**Exercise:**
Quote every line as written. Omit pictures.

**Entries shown:**
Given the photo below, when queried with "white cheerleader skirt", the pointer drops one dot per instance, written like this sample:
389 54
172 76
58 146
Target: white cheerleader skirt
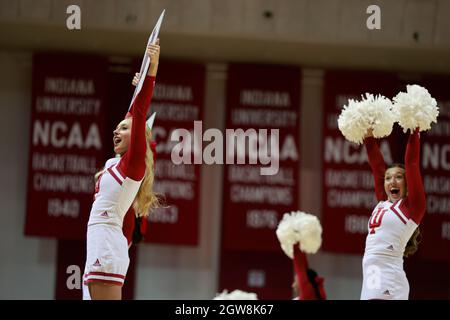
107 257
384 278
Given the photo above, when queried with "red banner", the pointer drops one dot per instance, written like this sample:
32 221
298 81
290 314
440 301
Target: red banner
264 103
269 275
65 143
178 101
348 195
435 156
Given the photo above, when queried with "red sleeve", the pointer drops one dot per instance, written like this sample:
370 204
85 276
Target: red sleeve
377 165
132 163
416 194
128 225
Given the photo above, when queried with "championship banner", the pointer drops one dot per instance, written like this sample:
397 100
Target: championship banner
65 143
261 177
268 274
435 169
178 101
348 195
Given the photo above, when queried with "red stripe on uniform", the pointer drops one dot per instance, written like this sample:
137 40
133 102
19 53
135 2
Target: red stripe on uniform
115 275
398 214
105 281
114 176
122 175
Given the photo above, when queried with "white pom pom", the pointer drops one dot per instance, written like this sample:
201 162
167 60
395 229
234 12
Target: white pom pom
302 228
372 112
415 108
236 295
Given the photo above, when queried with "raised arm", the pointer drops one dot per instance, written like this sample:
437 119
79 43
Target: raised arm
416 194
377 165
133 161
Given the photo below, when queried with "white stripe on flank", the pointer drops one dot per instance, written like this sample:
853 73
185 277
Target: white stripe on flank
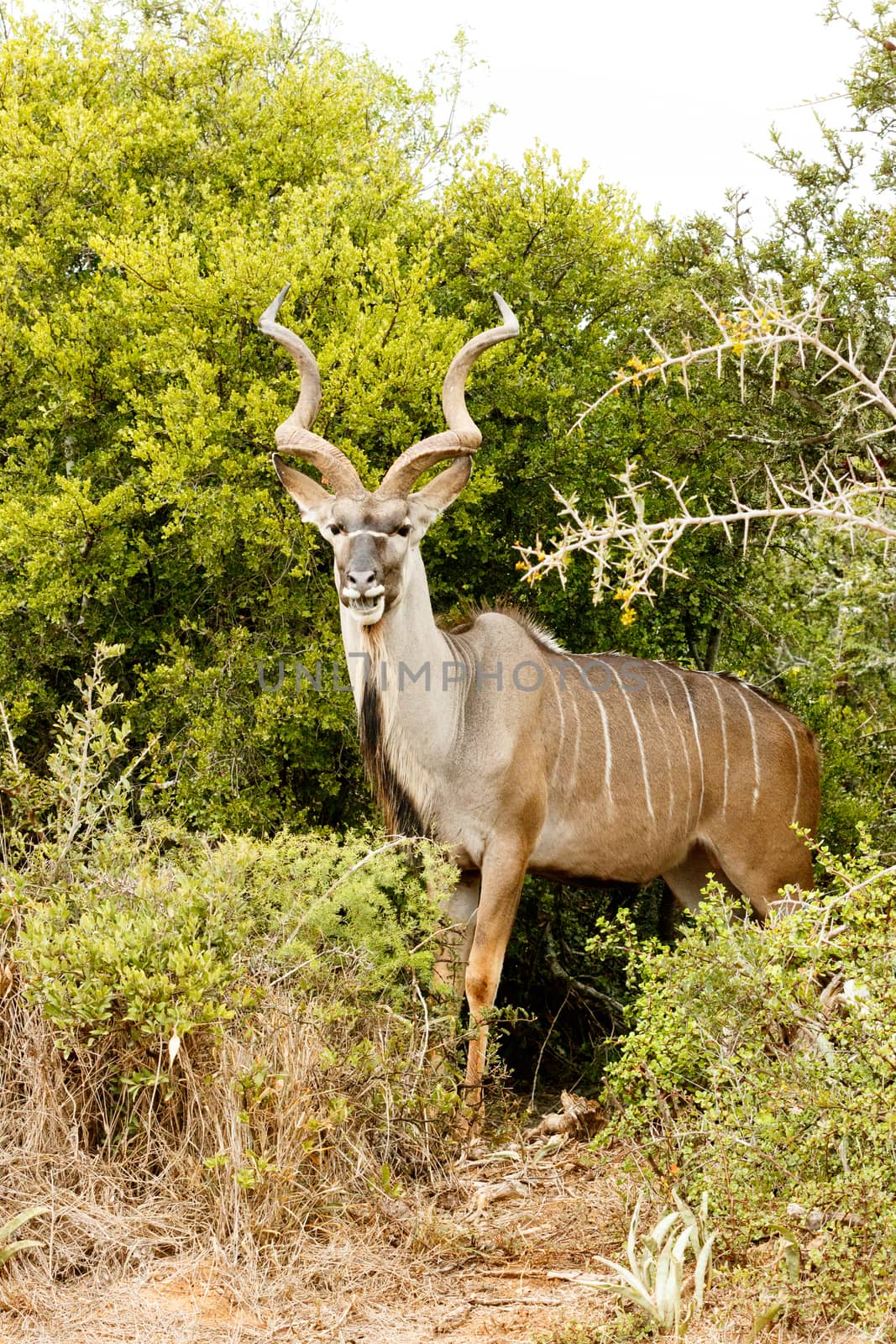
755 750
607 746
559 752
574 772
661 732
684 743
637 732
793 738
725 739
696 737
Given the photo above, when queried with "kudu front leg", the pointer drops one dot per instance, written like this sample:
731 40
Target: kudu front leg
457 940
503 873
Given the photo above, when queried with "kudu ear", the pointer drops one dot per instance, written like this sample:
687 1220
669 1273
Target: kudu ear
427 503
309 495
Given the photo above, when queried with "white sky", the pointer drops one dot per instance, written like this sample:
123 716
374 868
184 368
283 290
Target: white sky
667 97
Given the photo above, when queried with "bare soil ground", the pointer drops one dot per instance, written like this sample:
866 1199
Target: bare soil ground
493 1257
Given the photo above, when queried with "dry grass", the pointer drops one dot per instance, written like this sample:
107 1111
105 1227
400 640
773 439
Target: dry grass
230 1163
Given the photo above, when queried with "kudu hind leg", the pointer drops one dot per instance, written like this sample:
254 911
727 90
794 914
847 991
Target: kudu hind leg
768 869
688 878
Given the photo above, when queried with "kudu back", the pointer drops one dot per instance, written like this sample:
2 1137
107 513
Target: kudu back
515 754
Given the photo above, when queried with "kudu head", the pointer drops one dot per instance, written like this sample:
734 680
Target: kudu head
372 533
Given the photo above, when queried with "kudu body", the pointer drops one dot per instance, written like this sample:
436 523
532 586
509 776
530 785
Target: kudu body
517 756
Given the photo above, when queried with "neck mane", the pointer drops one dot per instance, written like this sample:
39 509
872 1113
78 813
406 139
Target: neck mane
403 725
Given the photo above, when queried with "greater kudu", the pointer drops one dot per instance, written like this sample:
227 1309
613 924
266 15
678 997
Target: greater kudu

**Task output:**
Given the photo below, when queried with "white cheerleader skirt", the pointer drops one dot per instance, written like this sample:
389 54
172 76
58 146
Target: white cheerleader skirt
107 257
384 278
Given the photo above, when queried with "red banner", the pointer drops one dot per instance, written like this sample:
32 221
298 81
290 314
440 301
Target: red banner
264 103
269 275
65 143
178 101
348 195
435 156
Given the photo above, when queried with "red sleeve", the pointer drops one dot per instance, written like this sample:
370 204
85 276
Target: red sleeve
377 165
132 163
416 194
128 225
Given the photo above, when queried with "championship banner", the pointer drops one dot per instance, written like this sample:
397 100
Target: championship banner
65 143
261 177
268 274
435 169
178 101
348 195
Given the photo above, when queried with "red stripe on uniform", the pointer drops one dot per instance, written like this sample:
137 40
133 102
19 53
135 2
Target: red stripe on uniform
115 275
398 214
105 281
114 176
122 175
Given the photo above, when queried with "white pom pom", the pointer drops one dot per instance, written like this sample:
201 162
167 60
395 229
234 12
Target: white pom pom
302 228
372 112
415 108
236 295
Given the photo above, when queried with "raised arm", the pointer drops one dot per instance, written like this sample:
437 119
79 43
Target: raised arm
416 194
377 165
133 161
Given the photo below, when queried with "white stripe on flank", the pointer drops one dot per instance, written like this sample:
853 73
185 277
Target: white stripe on flank
755 750
607 746
559 752
574 772
661 732
684 743
637 732
793 738
725 739
696 737
Given the photo above, when queried with "kudu front leg", the pointer drops one dot per instance, written like this sample:
731 40
Target: kudu front leg
457 940
503 873
Given the photo above, when queried with "kudu ear", the pointer drops one dot per instance, written like this sample:
687 1220
669 1273
Target: kudu ear
427 503
309 495
Given the photo above, when queried with "white sky", the pointer drops one dot per instance, written like this sample:
123 716
374 868
184 368
283 290
Target: white sky
667 97
Given the photo above, when queried with "bare soil ground", the pointer drops one dot per instance, written like this sample:
866 1199
Target: bare soil ground
493 1257
Given the photo above, when queried with "dry grass", the pointer drops one dot per instance, written like this sample:
107 1111
105 1227
400 640
773 439
Target: dry grass
230 1163
Given the photo above, when queried with "kudu hind leg", the pointer drops one dot per instance, written like this sample:
254 911
727 90
794 914
847 991
Target: kudu hind leg
768 869
688 878
Given the photo above, when queried with "kudu back", the pointer drops one dot per instance, written like this sample:
2 1137
107 513
Target: kudu back
515 754
Given the photo above, when queried with "kudu head", the pointer drops one dot per instance, written like this sample:
734 680
Target: kudu head
372 533
Given the photo above, when queried with "kudu body", the pointer drops one dot per instance, written like this sample:
436 523
532 586
509 776
530 785
Target: kudu body
517 756
Given the photo above, when queried with "neck mane", the pointer drops one dot per instance, written like this sample:
39 509
872 1113
78 813
406 139
Target: neck mane
403 725
Given the photo above, when queried with "greater kudu", the pointer drops one dot per instance, written like this sample:
227 1309
613 924
266 15
678 997
Target: greater kudu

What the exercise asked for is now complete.